**Quoted text:**
# Is This Gurbani Kirtan



## Humble_Gursevak (Jul 28, 2006)

Please Watch.

http://www.youtube.com/watch?v=7lU8YyR3UYc&search=khalsa


----------



## BaljeetSingh (Jul 29, 2006)

No, it is not Gurbani Kirtan. Neither is it claimed to be one.

Here is the descritption from the site "this is a devtional sng by bitti describing a historic when some brave men of Guru Gobind Singh ji ran away and came back from battle. tey were cursed n humilated by the ladies of household for showinkhalsa, back in battle"

This clearly states that it is a devotional "song" . ...some thing similar to Dhadhi Jathas ways of telling stories.


----------



## husanmaurkhalsa (Sep 14, 2006)

Humble_Gursevak said:
			
		

> Please Watch.

**Material provided:**
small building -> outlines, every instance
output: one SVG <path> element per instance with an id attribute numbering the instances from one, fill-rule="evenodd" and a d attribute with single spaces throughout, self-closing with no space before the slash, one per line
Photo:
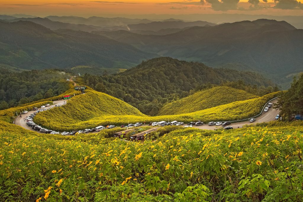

**Directions:**
- a) Set down verbatim the part of the Gurbani Kirtan thread from "## BaljeetSingh (Jul" to "of telling stories.".
- b) Carry the forum thread on Gurbani Kirtan further, starting right after its final line.

**Answers to the exercise:**
- a)
## BaljeetSingh (Jul 29, 2006)

No, it is not Gurbani Kirtan. Neither is it claimed to be one.

Here is the descritption from the site "this is a devtional sng by bitti describing a historic when some brave men of Guru Gobind Singh ji ran away and came back from battle. tey were cursed n humilated by the ladies of household for showinkhalsa, back in battle"

This clearly states that it is a devotional "song" . ...some thing similar to Dhadhi Jathas ways of telling stories.

- b)
> 
> YouTube - pa lao chudiayaan


 
Waheguruji Ka Khalsa
Waheguruji Ki Fateh

This is absolutely not a keertan, not gurbani. 
This can sound so near to Sikhism because first of all this is history sung in the raag or taal same as those used in vaars by dhaadis or kavishers. 
Vaars singings was included into sikhism by sixth guru at akal takht. But this one particularly is what you can say modern mixed version.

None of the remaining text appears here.